● PROBLEM REQUIREMENTS
Below are some entries. Output each one exactly as it appears.

● INPUT DATA

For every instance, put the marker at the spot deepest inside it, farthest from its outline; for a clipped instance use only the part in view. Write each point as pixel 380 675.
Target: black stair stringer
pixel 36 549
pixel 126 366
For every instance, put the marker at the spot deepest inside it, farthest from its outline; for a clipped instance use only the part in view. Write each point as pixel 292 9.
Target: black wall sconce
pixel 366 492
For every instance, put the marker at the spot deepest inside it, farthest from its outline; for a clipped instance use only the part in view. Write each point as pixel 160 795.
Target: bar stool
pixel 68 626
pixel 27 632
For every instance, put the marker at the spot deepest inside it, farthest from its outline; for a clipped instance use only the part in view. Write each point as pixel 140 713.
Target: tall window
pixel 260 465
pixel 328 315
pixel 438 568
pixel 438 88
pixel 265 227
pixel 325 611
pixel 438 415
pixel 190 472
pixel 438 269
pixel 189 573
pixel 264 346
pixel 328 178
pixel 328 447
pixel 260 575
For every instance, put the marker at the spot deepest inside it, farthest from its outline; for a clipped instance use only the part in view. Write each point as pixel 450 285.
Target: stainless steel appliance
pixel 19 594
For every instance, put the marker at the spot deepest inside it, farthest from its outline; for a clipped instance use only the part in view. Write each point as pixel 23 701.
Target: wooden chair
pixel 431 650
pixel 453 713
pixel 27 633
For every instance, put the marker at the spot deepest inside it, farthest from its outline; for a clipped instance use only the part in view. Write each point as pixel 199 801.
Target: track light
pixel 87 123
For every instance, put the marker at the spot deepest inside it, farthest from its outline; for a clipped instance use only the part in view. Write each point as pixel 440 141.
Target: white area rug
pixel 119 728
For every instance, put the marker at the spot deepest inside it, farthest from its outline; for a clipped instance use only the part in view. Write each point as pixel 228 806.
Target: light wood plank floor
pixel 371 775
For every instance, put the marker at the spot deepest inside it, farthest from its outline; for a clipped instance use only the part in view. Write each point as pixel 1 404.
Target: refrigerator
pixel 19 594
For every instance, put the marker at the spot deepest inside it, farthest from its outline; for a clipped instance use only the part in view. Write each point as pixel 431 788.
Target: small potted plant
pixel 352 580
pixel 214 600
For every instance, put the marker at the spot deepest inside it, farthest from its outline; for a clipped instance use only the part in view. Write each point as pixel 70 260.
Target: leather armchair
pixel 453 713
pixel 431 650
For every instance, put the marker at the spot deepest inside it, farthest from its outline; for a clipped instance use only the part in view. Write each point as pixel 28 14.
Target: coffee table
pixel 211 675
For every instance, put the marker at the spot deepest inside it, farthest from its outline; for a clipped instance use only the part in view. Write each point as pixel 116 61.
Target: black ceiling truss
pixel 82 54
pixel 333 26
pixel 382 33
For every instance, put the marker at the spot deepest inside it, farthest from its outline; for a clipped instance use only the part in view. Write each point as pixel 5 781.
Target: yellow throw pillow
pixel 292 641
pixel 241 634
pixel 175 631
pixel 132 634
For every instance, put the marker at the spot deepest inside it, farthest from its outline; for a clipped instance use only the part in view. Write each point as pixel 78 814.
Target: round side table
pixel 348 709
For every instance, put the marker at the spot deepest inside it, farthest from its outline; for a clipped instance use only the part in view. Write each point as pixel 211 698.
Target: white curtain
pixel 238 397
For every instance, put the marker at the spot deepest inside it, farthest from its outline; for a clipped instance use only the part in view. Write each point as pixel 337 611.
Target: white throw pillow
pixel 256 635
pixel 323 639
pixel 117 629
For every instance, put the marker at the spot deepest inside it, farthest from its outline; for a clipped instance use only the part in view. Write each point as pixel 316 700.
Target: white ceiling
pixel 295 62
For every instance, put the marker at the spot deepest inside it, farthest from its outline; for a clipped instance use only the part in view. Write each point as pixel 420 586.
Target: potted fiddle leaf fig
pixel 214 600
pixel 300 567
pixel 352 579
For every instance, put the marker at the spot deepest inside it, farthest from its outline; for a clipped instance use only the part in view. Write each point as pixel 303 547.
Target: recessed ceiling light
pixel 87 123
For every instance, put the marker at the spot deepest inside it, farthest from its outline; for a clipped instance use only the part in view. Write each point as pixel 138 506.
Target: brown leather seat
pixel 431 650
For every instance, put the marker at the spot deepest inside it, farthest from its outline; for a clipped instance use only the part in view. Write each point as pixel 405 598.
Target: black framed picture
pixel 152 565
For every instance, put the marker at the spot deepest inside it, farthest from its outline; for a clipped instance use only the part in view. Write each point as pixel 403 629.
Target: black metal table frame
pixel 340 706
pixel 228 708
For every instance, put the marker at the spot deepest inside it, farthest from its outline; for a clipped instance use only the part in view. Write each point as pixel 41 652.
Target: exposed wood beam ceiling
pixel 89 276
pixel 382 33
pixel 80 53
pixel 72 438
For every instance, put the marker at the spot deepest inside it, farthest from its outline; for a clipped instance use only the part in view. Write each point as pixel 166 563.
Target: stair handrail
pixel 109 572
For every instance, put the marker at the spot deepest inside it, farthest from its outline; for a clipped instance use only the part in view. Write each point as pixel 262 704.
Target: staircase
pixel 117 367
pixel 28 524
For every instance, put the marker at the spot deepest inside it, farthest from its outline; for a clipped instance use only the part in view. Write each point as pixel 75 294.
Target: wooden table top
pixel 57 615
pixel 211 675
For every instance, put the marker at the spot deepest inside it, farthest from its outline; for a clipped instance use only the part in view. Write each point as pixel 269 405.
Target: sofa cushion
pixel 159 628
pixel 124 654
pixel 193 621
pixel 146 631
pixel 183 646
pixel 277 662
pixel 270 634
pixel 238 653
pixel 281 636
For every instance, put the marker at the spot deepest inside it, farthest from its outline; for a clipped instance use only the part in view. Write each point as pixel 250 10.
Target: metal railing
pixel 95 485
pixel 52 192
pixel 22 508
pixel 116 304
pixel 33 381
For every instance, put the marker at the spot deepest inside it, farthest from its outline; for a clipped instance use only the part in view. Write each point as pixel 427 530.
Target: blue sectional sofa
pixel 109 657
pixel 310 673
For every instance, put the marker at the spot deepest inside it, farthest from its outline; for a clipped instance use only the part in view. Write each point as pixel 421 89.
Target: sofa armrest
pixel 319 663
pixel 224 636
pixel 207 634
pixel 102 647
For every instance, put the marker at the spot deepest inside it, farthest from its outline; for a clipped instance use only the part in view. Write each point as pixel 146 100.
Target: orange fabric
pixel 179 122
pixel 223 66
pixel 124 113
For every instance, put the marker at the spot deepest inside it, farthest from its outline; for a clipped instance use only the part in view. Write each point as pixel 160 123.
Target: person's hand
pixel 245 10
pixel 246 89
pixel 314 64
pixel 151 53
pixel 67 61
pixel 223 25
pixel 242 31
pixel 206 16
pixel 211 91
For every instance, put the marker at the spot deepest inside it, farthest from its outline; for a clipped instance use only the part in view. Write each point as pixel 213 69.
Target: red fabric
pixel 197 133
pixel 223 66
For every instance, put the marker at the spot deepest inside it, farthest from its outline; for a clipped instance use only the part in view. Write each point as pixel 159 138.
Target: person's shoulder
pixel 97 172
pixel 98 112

● EXERCISE ANSWER
For every instance, put the marker at the spot deepest inside it, farthest from its outline; for a clipped instance use only the part in view. Write each point as pixel 380 675.
Target: black stair stringer
pixel 36 549
pixel 126 366
For every instance, put the marker at the spot deepest inside it, farthest from its outline; for a clipped instance use only the part in view. Write each point as pixel 292 9.
Target: black wall sconce
pixel 366 492
For every instance, put the marker at the spot deepest inside it, farthest from its outline; for a clipped instance use only the part in view. Write each point as pixel 160 795.
Target: bar stool
pixel 68 626
pixel 27 632
For every instance, put the marker at the spot deepest inside it, farthest from its outline; for a clipped instance use only the part in view. Write each point as pixel 140 713.
Target: tall window
pixel 260 465
pixel 328 315
pixel 438 568
pixel 438 88
pixel 265 227
pixel 325 611
pixel 438 415
pixel 190 472
pixel 438 269
pixel 189 573
pixel 264 346
pixel 328 178
pixel 328 447
pixel 260 575
For every instance, put the marker at the spot deepest inside it, farthest from its outline; for a clipped instance use only the part in view. Write each point as pixel 450 285.
Target: stainless steel appliance
pixel 19 594
For every instance, put the marker at the spot deepest inside it, farthest from its outline; for a clipped instance use only the part in view. Write each point as pixel 23 701.
Target: wooden chair
pixel 431 650
pixel 453 713
pixel 27 633
For every instance, put the marker at the spot deepest inside it, farthest from its outline; for a clipped instance use only the part in view. Write each point as pixel 199 801.
Target: track light
pixel 87 123
For every instance, put the marker at the spot deepest inside it, farthest from its outline; for a clipped instance use only the part in view. Write each point as pixel 440 141.
Target: white area rug
pixel 119 728
For every instance, put the marker at the spot deepest inside it, farthest from its outline; for a clipped instance use only the part in view. Write each point as pixel 228 806.
Target: light wood plank floor
pixel 371 775
For every instance, put the marker at the spot deepest inside it, farthest from its outline; for a clipped instance use only the part in view. Write each point as pixel 1 404.
Target: refrigerator
pixel 19 594
For every instance, put the marker at the spot deepest inside it, farthest from its outline; for a clipped instance use only the part in view. Write each point as pixel 431 788.
Target: small potted plant
pixel 352 580
pixel 214 600
For every instance, put the marker at the spot deepest inside it, farthest from its outline; for a clipped instance use only the part in view. Write each point as pixel 70 260.
Target: leather armchair
pixel 453 713
pixel 431 650
For every instance, put the marker at the spot deepest inside it, farthest from its outline; for a clipped instance use only the part in view. Write each point as pixel 28 14.
Target: coffee table
pixel 211 675
For every instance, put the marker at the spot deepest inside it, farthest from its outline; for a clipped instance use only the part in view. Write each point as pixel 116 61.
Target: black ceiling truss
pixel 82 54
pixel 333 26
pixel 382 33
For every instance, put the marker at the spot deepest inside it, farthest from its outline; for a clipped instance use only the part in view. Write each point as pixel 5 781.
Target: yellow throw pillow
pixel 292 641
pixel 241 634
pixel 175 631
pixel 132 634
For every instance, put the marker at the spot deepest inside it, farthest from its outline; for a clipped instance use only the part in view. Write each point as pixel 78 814.
Target: round side table
pixel 348 709
For every instance, put the marker at the spot deepest inside it, farthest from its outline; for a clipped instance use only the part in view. Write each point as pixel 211 698.
Target: white curtain
pixel 238 397
For every instance, put the marker at the spot deepest inside it, farthest from its outline; for a clipped instance use only the part in view. Write each point as pixel 337 611.
Target: white throw pillow
pixel 256 635
pixel 323 639
pixel 117 629
For every instance, put the marker at the spot deepest inside it, farthest from its outline; for a clipped instance use only the part in view. Write each point as pixel 316 700.
Target: white ceiling
pixel 295 62
For every instance, put the marker at the spot deepest inside it, farthest from its outline; for a clipped instance use only the part in view. Write each point as pixel 420 586.
Target: potted fiddle leaf fig
pixel 214 600
pixel 300 567
pixel 352 579
For every instance, put the marker at the spot deepest inside it, farthest from its outline; for a clipped instance use only the part in view. Write each point as pixel 303 547.
Target: recessed ceiling light
pixel 87 123
For every instance, put the marker at the spot deepest inside it, farthest from its outline; for a clipped instance use only the part in view. Write each point as pixel 138 506.
Target: brown leather seat
pixel 431 650
For every instance, put the marker at the spot deepest inside it, farthest from its outline; for a clipped instance use only the part in view. Write each point as pixel 405 598.
Target: black framed picture
pixel 152 565
For every instance, put the marker at the spot deepest inside it, farthest from its outline; for a clipped instance use only the part in view. Write each point as pixel 403 629.
Target: black metal table frame
pixel 340 706
pixel 228 708
For every instance, put the marker at the spot deepest inside it, farthest from its outline; for a clipped instance use only the part in view. Write each point as pixel 41 652.
Target: exposed wood beam ceiling
pixel 89 276
pixel 382 33
pixel 80 53
pixel 72 438
For every instance, put the marker at the spot deepest inside it, farthest from its outline; for a clipped instance use only the part in view. Write each point as pixel 166 563.
Target: stair handrail
pixel 109 572
For every instance, put the marker at the spot deepest inside it, farthest from its outline; for a clipped instance use only the part in view. Write each point as pixel 262 704.
Target: staircase
pixel 117 367
pixel 28 524
For every instance, put the marker at the spot deepest inside it, farthest from its outline; for a clipped instance use only the part in view. Write each point as pixel 75 294.
Target: wooden table top
pixel 57 615
pixel 211 675
For every instance, put the marker at the spot deepest inside it, farthest from its outline; for a clipped instance use only the part in view. Write each point as pixel 269 405.
Target: sofa cushion
pixel 159 628
pixel 124 654
pixel 193 621
pixel 146 631
pixel 183 646
pixel 277 662
pixel 270 634
pixel 238 653
pixel 281 636
For every instance, put the marker at the spot deepest inside it, farthest from its outline; for a clipped instance use only the part in view. Write each point as pixel 250 10.
Target: metal railing
pixel 95 485
pixel 52 192
pixel 22 508
pixel 116 304
pixel 33 381
For every instance, put the marker at the spot deepest inside it, farthest from its outline; for a clipped instance use only the part in view. Write each point as pixel 427 530.
Target: blue sectional sofa
pixel 109 657
pixel 310 673
For every instance, put the marker at the spot deepest inside it, farthest from its outline; for a clipped instance use only the part in view. Write each point as pixel 421 89.
Target: sofa armrest
pixel 319 663
pixel 224 636
pixel 207 634
pixel 102 647
For every instance, put the marker at the spot deepest inside it, farthest from its outline; for a clipped instance use only the part in view. Write each point as pixel 146 100.
Target: orange fabric
pixel 179 122
pixel 223 66
pixel 124 113
For every instance, put the marker at the spot deepest inside it, farthest from its outline; for a clipped instance use only the part in view. Write each point as pixel 160 123.
Target: person's hand
pixel 245 10
pixel 246 89
pixel 314 64
pixel 151 53
pixel 67 61
pixel 223 25
pixel 242 31
pixel 206 16
pixel 211 91
For every instance, put the marker at the spot deepest inside it, farthest from its outline; for a clipped instance use only the part in view. Write each point as pixel 213 69.
Target: red fabric
pixel 197 133
pixel 223 66
For every instance, put the marker at the spot deepest inside it, farthest from its outline; for a clipped instance use only the part in view. Write each point as pixel 159 138.
Target: person's shoulder
pixel 97 172
pixel 98 112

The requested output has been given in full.